## [DOCUMENT SEGMENT]
# # # # # # #

This one calls for bread flour, buttermilk, brown sugar, fruit, nuts and cinnamon.

My first time doing the add-ins manually, I read a lot of opinions on how to do it or not to do it. I hedged my bets, and kneaded half of them in manually after the first mechanized knead, patted another ¼ of them on to the top of the loaf after returning it to the machine, and then added the final 1/4th about 3 minutes into the second mechanized knead. The add-in chime rang about two minutes after I was all done. It may have been over-thinking on my part, but I did want the add-ins well distributed and it seems to have worked.

I reduced the yeast for a 1-lb. loaf from 1 ½ t. to 1 ¼ t., and otherwise no other changes. The bread is delicious and the recipe a keeper, although I will probably add that ¼ t. of yeast back in and hope for just a slightly better rise.

# # # # # # #

## [SUPPLIED RECORDS]
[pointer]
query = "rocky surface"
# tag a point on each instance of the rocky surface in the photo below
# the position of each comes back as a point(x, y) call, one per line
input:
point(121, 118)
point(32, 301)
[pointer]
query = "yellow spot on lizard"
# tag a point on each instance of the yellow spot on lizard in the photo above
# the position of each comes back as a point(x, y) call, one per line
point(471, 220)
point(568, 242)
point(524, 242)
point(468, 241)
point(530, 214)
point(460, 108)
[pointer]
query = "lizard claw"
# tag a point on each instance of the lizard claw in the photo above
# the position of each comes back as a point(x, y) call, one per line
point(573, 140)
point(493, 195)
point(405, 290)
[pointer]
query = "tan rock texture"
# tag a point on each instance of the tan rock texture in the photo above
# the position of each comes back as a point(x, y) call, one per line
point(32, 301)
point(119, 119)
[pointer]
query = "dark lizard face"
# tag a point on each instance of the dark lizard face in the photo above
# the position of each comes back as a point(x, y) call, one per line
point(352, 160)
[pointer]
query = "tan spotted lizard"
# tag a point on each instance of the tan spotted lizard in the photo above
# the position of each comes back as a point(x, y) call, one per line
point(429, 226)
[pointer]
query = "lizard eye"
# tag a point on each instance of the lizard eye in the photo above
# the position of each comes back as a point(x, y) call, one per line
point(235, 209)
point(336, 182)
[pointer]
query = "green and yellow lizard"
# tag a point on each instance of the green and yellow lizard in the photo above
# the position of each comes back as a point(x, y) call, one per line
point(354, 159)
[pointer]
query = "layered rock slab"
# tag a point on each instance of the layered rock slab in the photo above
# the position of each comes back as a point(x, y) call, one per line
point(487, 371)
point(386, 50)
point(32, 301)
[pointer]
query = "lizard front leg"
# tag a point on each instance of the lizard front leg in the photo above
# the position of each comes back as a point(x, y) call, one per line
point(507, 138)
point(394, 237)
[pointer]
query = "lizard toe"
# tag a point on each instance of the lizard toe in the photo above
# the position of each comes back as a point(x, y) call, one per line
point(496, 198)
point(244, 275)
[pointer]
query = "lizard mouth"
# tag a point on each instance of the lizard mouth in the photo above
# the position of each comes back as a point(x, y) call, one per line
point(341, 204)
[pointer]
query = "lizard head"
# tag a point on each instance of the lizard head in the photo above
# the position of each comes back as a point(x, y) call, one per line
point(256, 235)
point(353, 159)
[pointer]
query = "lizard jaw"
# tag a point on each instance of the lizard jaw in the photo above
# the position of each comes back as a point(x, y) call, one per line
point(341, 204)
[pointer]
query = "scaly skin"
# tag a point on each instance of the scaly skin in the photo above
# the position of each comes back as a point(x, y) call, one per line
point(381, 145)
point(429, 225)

# # # # # # #

## [REQUIRED WORK]
[a] In the bread-machine notes, how much yeast was used for the 1-lb. loaf?
[b] Carry the bread-machine notes on past their last sentence.

## [TASK-BY-TASK OUTPUTS]
[a] 1 ¼ t. of yeast, reduced from 1 ½ t.

[b]
The original recipe for a 2-lb. loaf:

1 ½ c. buttermilk

2 ½ T. walnut oil

4 c. bread flour

¼ c. light brown sugar

1 T. +1 t. vital wheat gluten

1 ½ t. table salt

1 T + 1 t. ground cinnamon

2 ½ t. SAF yeast (or 1 T. bread machine yeast)

2/3 c. chopped dried apples

½ c. chopped pecans


Just FYI and for @kobuta.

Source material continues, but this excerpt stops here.